REQUIREMENT: Only one stretch of the data below is needed. Output the lines from the one with "positive clicks: (430, 141)" up to and including the one with "box: [116, 135, 500, 207]", exactly as they stand.

--- SOURCE INFORMATION Enclosed Below ---

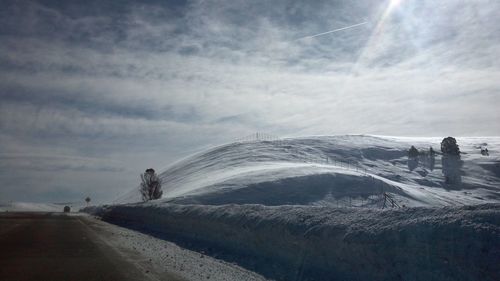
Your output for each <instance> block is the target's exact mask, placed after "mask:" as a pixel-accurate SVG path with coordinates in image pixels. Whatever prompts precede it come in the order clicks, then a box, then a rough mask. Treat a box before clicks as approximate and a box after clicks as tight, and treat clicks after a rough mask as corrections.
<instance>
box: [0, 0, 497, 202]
mask: <svg viewBox="0 0 500 281" xmlns="http://www.w3.org/2000/svg"><path fill="white" fill-rule="evenodd" d="M388 3H389V2H388V1H384V0H380V1H371V0H357V1H310V2H307V3H306V2H304V1H292V0H279V1H251V2H248V1H167V2H164V1H142V2H131V3H125V2H122V3H120V4H113V3H111V2H109V3H103V2H102V1H88V3H87V2H86V4H85V5H82V4H79V3H78V2H73V1H62V2H61V1H4V2H3V3H2V4H3V5H2V7H3V9H2V10H1V11H0V40H1V41H2V44H1V45H0V101H1V103H0V129H1V131H0V141H1V142H2V146H1V147H0V155H11V156H9V157H10V158H5V157H4V158H2V159H3V160H2V166H1V168H2V170H3V171H12V170H16V169H17V170H18V169H22V170H23V173H24V177H25V178H24V179H23V182H24V183H23V186H24V188H25V190H27V191H29V190H32V191H33V194H38V195H33V196H32V197H31V198H32V199H33V200H41V199H40V198H44V200H45V199H47V198H50V196H52V195H53V194H54V193H57V192H63V190H65V188H69V191H66V192H63V193H64V194H65V195H61V196H58V198H59V197H65V198H66V197H67V199H73V197H75V196H76V197H77V196H80V194H81V193H82V192H81V191H85V192H83V193H95V194H98V195H97V196H100V197H101V198H102V199H103V200H105V199H106V200H108V199H112V197H113V196H115V195H116V193H117V192H119V191H120V190H126V189H128V188H131V187H134V186H135V185H136V183H137V182H138V179H137V175H138V174H139V173H140V172H141V171H143V169H145V168H147V167H165V166H166V165H168V163H170V162H172V161H173V160H175V159H176V158H178V157H181V156H184V155H186V154H188V153H190V152H193V151H196V150H197V149H200V148H202V147H205V146H207V145H210V144H216V143H220V142H227V141H231V140H233V139H237V138H239V137H241V136H244V135H247V134H248V133H251V132H254V131H266V132H269V133H272V134H275V135H301V134H342V133H373V134H383V135H436V136H440V135H498V134H499V133H500V128H499V127H498V126H496V124H495V121H496V120H498V119H499V117H500V116H499V113H498V110H497V107H498V105H499V103H500V100H499V99H500V88H499V87H498V83H497V81H498V77H500V65H499V60H498V59H497V56H498V54H499V52H500V27H499V26H498V25H497V23H496V18H497V15H496V11H498V10H499V9H500V3H496V2H493V1H487V0H479V1H467V2H464V1H458V0H457V1H446V3H444V2H443V3H441V2H439V3H436V2H435V1H417V0H407V1H401V5H399V6H397V7H394V9H392V11H391V13H389V14H387V13H386V11H387V7H388ZM384 14H386V15H385V16H384ZM365 21H366V22H368V23H367V24H366V25H363V26H360V27H359V28H355V29H350V30H345V32H336V33H332V34H327V35H324V36H321V37H315V38H308V39H305V40H298V41H297V40H296V39H297V38H302V37H304V36H307V35H311V34H318V33H322V32H325V31H328V30H332V29H336V28H341V27H344V26H348V25H352V24H356V23H360V22H365ZM41 152H43V155H44V156H43V157H40V156H39V155H40V154H41ZM12 155H16V157H13V156H12ZM37 155H38V156H37ZM52 156H53V157H52ZM43 163H47V165H44V164H43ZM116 163H120V165H115V164H116ZM56 171H65V172H61V173H63V174H64V176H63V179H60V180H59V179H58V180H56V181H54V180H48V179H49V178H52V177H53V174H54V172H56ZM66 181H70V182H71V184H70V185H66V184H65V182H66ZM14 182H15V177H14V176H12V175H8V173H3V174H1V175H0V185H1V186H2V187H1V188H0V189H1V190H0V194H2V195H5V196H7V195H8V196H10V197H11V198H15V197H16V196H15V192H13V190H14V189H15V187H13V186H12V184H13V183H14ZM13 194H14V195H13ZM37 196H38V197H37ZM16 198H17V199H22V196H18V197H16ZM37 198H38V199H37Z"/></svg>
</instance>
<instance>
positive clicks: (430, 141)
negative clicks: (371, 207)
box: [116, 135, 500, 207]
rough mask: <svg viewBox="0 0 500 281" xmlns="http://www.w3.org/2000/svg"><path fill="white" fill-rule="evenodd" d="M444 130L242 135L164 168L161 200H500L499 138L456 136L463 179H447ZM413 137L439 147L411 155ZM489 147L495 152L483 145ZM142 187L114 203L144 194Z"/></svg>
mask: <svg viewBox="0 0 500 281" xmlns="http://www.w3.org/2000/svg"><path fill="white" fill-rule="evenodd" d="M441 140H442V138H403V137H377V136H364V135H349V136H318V137H307V138H306V137H304V138H288V139H282V140H277V141H254V142H236V143H231V144H227V145H222V146H219V147H215V148H213V149H210V150H208V151H204V152H201V153H198V154H195V155H192V156H190V157H187V158H185V159H183V160H181V161H179V162H177V163H175V164H173V165H172V166H170V168H168V169H167V170H166V171H164V172H162V173H161V174H160V177H161V178H162V180H163V189H164V192H163V194H164V198H163V199H162V201H163V202H172V203H181V204H208V205H220V204H231V203H236V204H264V205H319V206H365V207H370V206H371V207H373V206H377V207H379V206H380V204H382V199H383V196H381V195H382V194H383V193H384V192H386V193H389V194H392V195H393V197H394V198H395V199H396V201H397V202H398V203H399V204H400V205H406V206H447V205H471V204H483V203H488V202H499V200H500V138H498V137H480V138H479V137H478V138H457V142H458V144H459V146H460V150H461V152H462V155H461V160H462V163H463V164H462V165H463V166H462V167H461V168H459V171H458V174H459V175H460V176H459V177H460V180H461V182H460V183H453V184H445V179H444V178H445V177H444V175H443V165H442V157H441V155H440V154H439V152H440V142H441ZM412 145H414V146H415V147H417V148H418V149H419V150H422V151H428V150H429V147H433V148H434V150H435V151H436V152H438V155H437V156H436V157H435V158H434V159H432V158H430V157H421V158H420V159H419V161H418V163H417V164H416V167H412V166H411V165H412V164H415V163H411V162H409V161H408V156H407V155H408V149H409V148H410V146H412ZM481 148H488V150H489V154H490V155H489V156H483V155H481V153H480V149H481ZM139 201H140V196H139V192H138V189H134V190H133V191H131V192H130V193H128V194H126V195H124V196H122V197H121V198H119V199H118V200H117V201H116V203H133V202H139Z"/></svg>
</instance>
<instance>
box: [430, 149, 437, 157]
mask: <svg viewBox="0 0 500 281" xmlns="http://www.w3.org/2000/svg"><path fill="white" fill-rule="evenodd" d="M429 156H430V157H434V156H436V151H434V149H433V148H432V146H431V147H429Z"/></svg>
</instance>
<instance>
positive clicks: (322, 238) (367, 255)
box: [86, 202, 500, 281]
mask: <svg viewBox="0 0 500 281" xmlns="http://www.w3.org/2000/svg"><path fill="white" fill-rule="evenodd" d="M86 211H87V212H89V213H93V214H96V215H99V216H101V217H102V219H103V220H105V221H108V222H111V223H114V224H118V225H121V226H125V227H128V228H132V229H137V230H140V231H142V232H145V233H149V234H152V235H154V236H157V237H160V238H163V239H167V240H170V241H173V242H175V243H177V244H178V245H180V246H183V247H186V248H190V249H193V250H195V251H198V252H201V253H206V254H208V255H211V256H216V257H218V258H222V259H224V260H227V261H230V262H236V263H238V264H240V265H242V266H243V267H245V268H247V269H250V270H254V271H256V272H258V273H260V274H262V275H264V276H266V277H268V278H271V279H275V280H450V281H451V280H453V281H456V280H490V281H494V280H500V266H499V265H500V205H499V204H487V205H475V206H461V207H455V206H453V207H451V206H449V207H441V208H436V207H434V208H427V207H413V208H401V209H385V210H381V209H373V208H332V207H317V206H263V205H222V206H206V205H205V206H203V205H177V204H168V203H162V202H152V203H143V204H128V205H113V206H108V207H97V208H96V207H94V208H87V209H86ZM158 254H161V252H159V253H158ZM195 280H199V279H195Z"/></svg>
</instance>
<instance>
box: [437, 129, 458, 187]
mask: <svg viewBox="0 0 500 281" xmlns="http://www.w3.org/2000/svg"><path fill="white" fill-rule="evenodd" d="M441 152H443V157H442V158H441V168H442V171H443V174H444V179H445V183H446V184H448V185H459V184H461V183H462V173H463V172H462V170H461V169H462V166H463V161H462V160H460V149H459V148H458V144H457V140H456V139H455V138H452V137H447V138H444V139H443V141H442V142H441Z"/></svg>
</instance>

--- End of Enclosed SOURCE INFORMATION ---

SOLUTION TO THIS EXERCISE:
positive clicks: (430, 141)
negative clicks: (371, 207)
box: [116, 135, 500, 207]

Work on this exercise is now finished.